[Start]

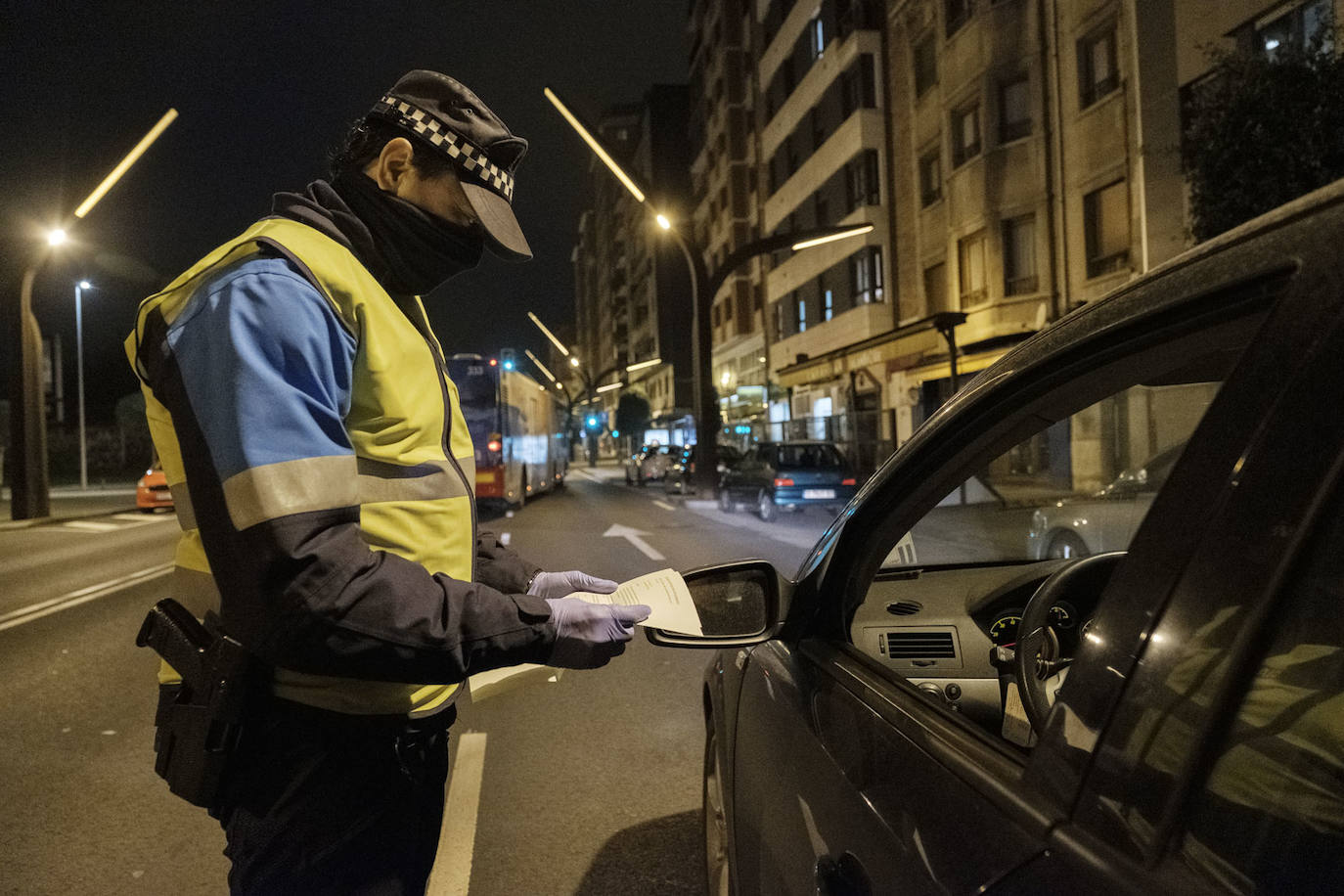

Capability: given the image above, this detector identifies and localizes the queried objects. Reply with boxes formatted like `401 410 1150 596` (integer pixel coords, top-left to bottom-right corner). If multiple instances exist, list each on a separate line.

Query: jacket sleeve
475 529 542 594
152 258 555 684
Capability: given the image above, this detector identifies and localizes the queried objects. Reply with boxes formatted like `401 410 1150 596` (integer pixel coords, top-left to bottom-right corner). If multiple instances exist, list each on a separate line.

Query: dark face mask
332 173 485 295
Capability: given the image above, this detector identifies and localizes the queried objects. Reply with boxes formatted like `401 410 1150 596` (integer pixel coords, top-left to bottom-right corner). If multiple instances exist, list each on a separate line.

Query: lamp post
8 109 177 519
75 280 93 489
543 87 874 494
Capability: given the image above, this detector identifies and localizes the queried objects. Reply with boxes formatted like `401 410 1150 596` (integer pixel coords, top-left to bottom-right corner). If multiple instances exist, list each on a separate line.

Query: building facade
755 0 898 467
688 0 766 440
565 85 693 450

[End]

= SET EXERCISE =
Retype the material above exactly, starting at its beginning and ending with the line that contains "543 87 874 494", and leave the pictures out of your answer.

= SOLUTION FOR THIS TASK =
Capability: given the image above, this detector identifies and localizes the queried objects. Reply with boxes formatted like `401 410 1150 596` (integer pixel coords, top-left to bottom-right corner). If multiple instances exist, list each on a separate line.

Query: jacket sleeve
475 529 542 594
152 258 555 684
Capability: given the image above, this detector identifies and localizes the queried objects. Reply with boxes formatted like `401 410 1150 596` (integer pixel coords, top-left to bottom-right corner). If multiple instances exist, list each on a separate line.

Query: dark face mask
332 173 485 295
Capability: given the image above, this detector identifies and localizes the queried objects. Reply with boxes formatted like `401 410 1150 596` (integer pixel coords, top-left to bottom-right corner). If multiple instances exist, list each on a separate line.

Query: lamp post
8 109 177 519
75 280 93 489
543 87 874 494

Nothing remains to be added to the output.